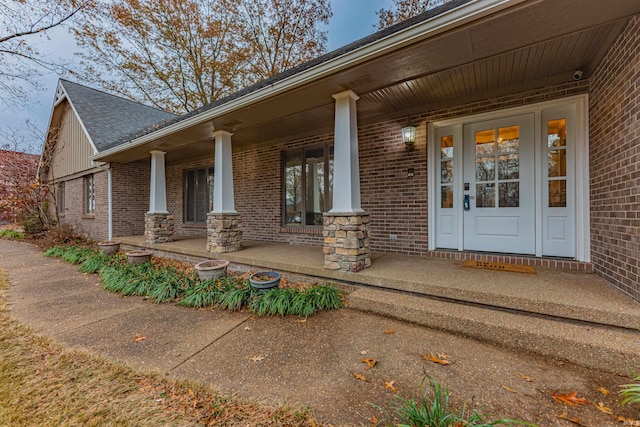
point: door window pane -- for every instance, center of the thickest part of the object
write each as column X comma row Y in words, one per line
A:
column 509, row 139
column 509, row 166
column 509, row 193
column 446, row 147
column 485, row 195
column 557, row 163
column 485, row 168
column 558, row 194
column 485, row 142
column 446, row 196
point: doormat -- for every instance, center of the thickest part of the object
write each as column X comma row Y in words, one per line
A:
column 500, row 266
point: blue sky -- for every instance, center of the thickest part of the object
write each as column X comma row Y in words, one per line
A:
column 352, row 20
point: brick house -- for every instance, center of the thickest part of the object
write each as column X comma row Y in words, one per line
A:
column 482, row 126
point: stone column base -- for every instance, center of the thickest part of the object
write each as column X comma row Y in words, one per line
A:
column 346, row 241
column 158, row 228
column 224, row 232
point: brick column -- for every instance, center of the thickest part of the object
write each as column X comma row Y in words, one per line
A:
column 346, row 241
column 158, row 228
column 224, row 232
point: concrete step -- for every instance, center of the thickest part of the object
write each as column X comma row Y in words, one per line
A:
column 602, row 347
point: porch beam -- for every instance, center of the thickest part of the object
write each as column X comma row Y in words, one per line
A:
column 158, row 190
column 223, row 196
column 346, row 175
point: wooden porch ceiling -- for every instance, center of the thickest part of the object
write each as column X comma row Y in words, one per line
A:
column 530, row 45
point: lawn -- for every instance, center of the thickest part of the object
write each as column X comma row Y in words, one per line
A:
column 42, row 383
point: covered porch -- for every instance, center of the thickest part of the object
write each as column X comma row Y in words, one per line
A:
column 550, row 292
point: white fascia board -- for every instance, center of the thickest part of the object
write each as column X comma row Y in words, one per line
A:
column 423, row 30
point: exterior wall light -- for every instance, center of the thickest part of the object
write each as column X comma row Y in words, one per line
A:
column 409, row 137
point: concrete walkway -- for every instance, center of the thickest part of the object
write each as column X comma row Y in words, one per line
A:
column 308, row 362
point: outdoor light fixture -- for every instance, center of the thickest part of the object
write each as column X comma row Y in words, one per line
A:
column 409, row 137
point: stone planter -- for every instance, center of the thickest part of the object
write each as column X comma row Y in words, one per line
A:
column 110, row 247
column 138, row 256
column 211, row 269
column 265, row 280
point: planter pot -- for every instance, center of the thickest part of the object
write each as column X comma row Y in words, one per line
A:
column 138, row 256
column 265, row 280
column 211, row 269
column 109, row 247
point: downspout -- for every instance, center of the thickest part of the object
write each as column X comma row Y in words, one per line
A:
column 107, row 167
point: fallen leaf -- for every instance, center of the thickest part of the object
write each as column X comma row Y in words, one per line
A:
column 360, row 377
column 574, row 420
column 390, row 385
column 430, row 357
column 370, row 363
column 600, row 407
column 527, row 378
column 570, row 399
column 509, row 389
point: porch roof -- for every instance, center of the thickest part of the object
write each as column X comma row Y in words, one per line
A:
column 462, row 52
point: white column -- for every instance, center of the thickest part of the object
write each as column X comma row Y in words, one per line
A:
column 223, row 198
column 158, row 191
column 346, row 168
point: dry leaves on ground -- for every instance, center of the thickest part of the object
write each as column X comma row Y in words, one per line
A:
column 570, row 399
column 370, row 363
column 440, row 359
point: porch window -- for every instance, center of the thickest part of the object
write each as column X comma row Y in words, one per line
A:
column 60, row 198
column 89, row 195
column 308, row 180
column 198, row 195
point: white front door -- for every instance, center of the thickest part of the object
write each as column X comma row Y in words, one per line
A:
column 499, row 185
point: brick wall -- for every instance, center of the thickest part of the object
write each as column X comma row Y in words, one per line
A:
column 95, row 225
column 130, row 187
column 615, row 162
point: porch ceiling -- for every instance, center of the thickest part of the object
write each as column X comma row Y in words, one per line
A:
column 531, row 44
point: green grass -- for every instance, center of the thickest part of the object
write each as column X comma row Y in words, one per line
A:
column 432, row 410
column 164, row 284
column 11, row 234
column 45, row 384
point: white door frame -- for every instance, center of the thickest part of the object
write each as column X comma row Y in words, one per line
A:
column 582, row 198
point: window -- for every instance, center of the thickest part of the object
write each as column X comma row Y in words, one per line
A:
column 60, row 198
column 89, row 195
column 198, row 195
column 308, row 181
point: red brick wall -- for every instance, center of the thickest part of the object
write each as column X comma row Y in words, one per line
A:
column 95, row 225
column 615, row 162
column 130, row 187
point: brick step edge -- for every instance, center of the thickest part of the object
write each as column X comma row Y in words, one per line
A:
column 600, row 348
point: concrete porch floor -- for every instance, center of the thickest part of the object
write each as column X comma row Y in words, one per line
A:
column 554, row 294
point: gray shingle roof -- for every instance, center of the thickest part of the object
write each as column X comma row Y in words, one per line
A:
column 108, row 118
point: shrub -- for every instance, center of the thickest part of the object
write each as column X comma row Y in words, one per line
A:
column 435, row 411
column 631, row 392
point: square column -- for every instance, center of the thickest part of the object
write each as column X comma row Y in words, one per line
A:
column 346, row 241
column 224, row 224
column 158, row 222
column 346, row 226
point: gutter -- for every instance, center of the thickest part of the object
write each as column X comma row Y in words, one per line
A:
column 423, row 30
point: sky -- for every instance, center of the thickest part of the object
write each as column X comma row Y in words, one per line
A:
column 352, row 20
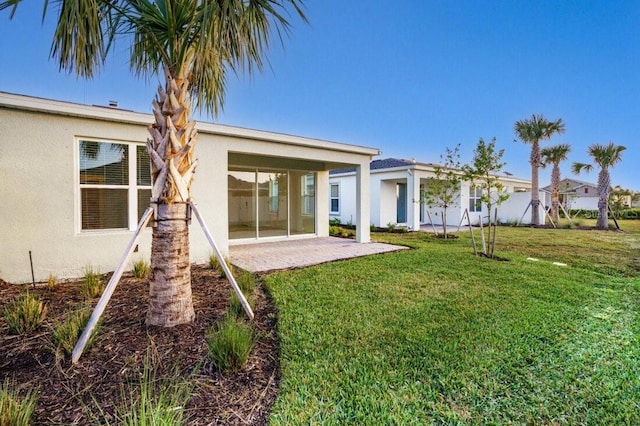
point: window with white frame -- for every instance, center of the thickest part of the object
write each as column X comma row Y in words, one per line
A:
column 308, row 194
column 115, row 184
column 475, row 195
column 334, row 198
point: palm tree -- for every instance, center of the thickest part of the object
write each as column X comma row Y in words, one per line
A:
column 605, row 156
column 532, row 131
column 554, row 155
column 192, row 43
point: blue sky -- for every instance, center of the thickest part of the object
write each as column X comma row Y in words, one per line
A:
column 408, row 77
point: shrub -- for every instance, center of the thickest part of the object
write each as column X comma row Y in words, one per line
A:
column 229, row 343
column 141, row 269
column 25, row 314
column 16, row 411
column 92, row 285
column 66, row 334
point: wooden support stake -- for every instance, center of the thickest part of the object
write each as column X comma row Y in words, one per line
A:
column 221, row 261
column 484, row 244
column 108, row 291
column 432, row 225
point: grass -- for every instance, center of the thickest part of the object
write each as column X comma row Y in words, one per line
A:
column 437, row 335
column 230, row 343
column 14, row 409
column 67, row 333
column 25, row 314
column 154, row 400
column 92, row 285
column 141, row 269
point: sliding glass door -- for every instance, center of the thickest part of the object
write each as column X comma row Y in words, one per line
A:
column 271, row 203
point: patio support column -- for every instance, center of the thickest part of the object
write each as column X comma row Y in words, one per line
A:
column 363, row 203
column 322, row 204
column 413, row 200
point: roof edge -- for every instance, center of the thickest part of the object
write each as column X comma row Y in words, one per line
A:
column 50, row 106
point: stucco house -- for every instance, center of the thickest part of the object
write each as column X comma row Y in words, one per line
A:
column 396, row 188
column 75, row 180
column 574, row 195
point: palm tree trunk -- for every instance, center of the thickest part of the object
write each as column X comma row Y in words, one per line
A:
column 170, row 301
column 604, row 183
column 535, row 193
column 555, row 192
column 172, row 169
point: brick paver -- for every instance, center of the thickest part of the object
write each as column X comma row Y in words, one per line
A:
column 295, row 253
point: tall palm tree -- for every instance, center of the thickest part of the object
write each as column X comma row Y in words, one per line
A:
column 605, row 156
column 554, row 155
column 192, row 44
column 532, row 131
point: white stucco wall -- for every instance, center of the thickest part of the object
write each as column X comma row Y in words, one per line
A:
column 384, row 199
column 39, row 174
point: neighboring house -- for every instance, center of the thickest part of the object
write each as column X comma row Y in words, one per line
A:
column 396, row 188
column 75, row 180
column 574, row 195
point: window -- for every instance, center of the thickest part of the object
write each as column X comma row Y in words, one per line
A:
column 308, row 194
column 273, row 195
column 475, row 194
column 115, row 184
column 334, row 198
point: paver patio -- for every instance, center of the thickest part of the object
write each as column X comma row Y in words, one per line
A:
column 271, row 256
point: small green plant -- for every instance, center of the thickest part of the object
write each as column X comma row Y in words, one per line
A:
column 246, row 281
column 25, row 314
column 66, row 334
column 16, row 410
column 141, row 269
column 52, row 282
column 229, row 343
column 215, row 265
column 236, row 308
column 92, row 285
column 213, row 262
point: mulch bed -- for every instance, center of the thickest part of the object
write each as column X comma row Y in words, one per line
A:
column 68, row 392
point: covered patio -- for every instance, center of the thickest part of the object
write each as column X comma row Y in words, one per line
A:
column 293, row 253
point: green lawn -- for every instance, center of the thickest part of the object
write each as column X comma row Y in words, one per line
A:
column 437, row 335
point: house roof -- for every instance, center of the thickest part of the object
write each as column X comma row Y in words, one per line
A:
column 29, row 103
column 570, row 185
column 395, row 163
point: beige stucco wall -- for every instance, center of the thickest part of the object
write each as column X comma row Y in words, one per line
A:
column 39, row 184
column 40, row 212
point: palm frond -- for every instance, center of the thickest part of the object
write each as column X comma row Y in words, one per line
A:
column 577, row 168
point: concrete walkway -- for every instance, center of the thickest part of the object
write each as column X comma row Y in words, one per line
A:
column 264, row 257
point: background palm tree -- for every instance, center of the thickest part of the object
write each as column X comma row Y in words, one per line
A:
column 532, row 131
column 191, row 44
column 554, row 155
column 605, row 156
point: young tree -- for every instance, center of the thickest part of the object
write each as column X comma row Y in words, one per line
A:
column 554, row 155
column 532, row 131
column 619, row 200
column 486, row 164
column 605, row 156
column 443, row 190
column 192, row 44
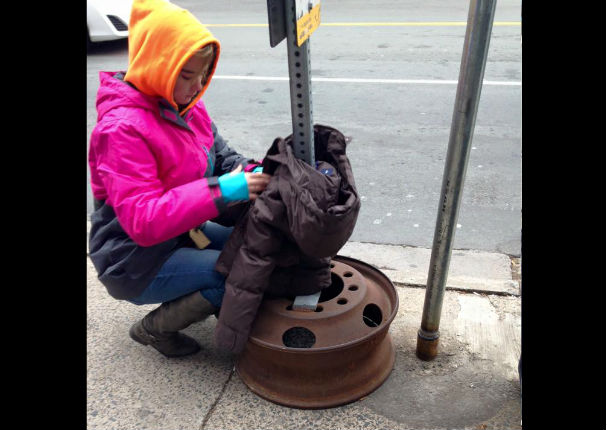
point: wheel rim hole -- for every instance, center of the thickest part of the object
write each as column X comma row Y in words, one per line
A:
column 372, row 315
column 298, row 337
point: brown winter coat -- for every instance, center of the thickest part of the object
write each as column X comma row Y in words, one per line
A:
column 284, row 242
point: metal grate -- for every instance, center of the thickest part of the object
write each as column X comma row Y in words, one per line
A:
column 118, row 23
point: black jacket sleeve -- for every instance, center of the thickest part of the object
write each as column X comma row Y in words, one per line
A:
column 226, row 158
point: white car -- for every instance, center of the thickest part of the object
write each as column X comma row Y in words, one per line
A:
column 107, row 19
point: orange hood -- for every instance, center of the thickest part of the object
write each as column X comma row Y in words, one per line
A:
column 162, row 38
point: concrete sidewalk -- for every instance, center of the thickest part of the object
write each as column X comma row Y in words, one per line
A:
column 472, row 384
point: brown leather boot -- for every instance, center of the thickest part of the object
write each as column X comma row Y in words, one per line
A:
column 160, row 328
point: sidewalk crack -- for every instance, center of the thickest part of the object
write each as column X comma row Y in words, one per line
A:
column 212, row 408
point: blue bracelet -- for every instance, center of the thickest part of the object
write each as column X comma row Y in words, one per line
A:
column 233, row 187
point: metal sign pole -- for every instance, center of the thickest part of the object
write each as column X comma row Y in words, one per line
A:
column 472, row 69
column 300, row 82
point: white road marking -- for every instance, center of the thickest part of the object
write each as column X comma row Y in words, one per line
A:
column 363, row 80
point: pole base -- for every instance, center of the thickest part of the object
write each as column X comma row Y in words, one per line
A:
column 427, row 345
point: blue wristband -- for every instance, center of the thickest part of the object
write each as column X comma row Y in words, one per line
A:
column 234, row 187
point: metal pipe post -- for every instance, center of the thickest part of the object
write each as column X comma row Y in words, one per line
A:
column 472, row 69
column 300, row 82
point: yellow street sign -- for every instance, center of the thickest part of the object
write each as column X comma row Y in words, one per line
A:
column 308, row 23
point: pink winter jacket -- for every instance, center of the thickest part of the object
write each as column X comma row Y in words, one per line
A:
column 154, row 177
column 150, row 165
======
WHAT THIS TASK INVOLVES
Copy the lines from the one with "point: beige stucco" up to and including the one with "column 264, row 257", swapping "concrete walkway" for "paved path" and leaving everything else unchanged.

OUTPUT
point: beige stucco wall -- for every instance, center of the thickest part of the object
write each as column X comma row Y in words, one per line
A:
column 39, row 184
column 40, row 212
point: palm frond -- for every instance, center of the thickest part of the object
write each as column X comma row Y in words, one per line
A:
column 577, row 168
point: paved path -- for every instance, center of the thickest part of the object
write each as column X comma row Y in words, one per line
A:
column 264, row 257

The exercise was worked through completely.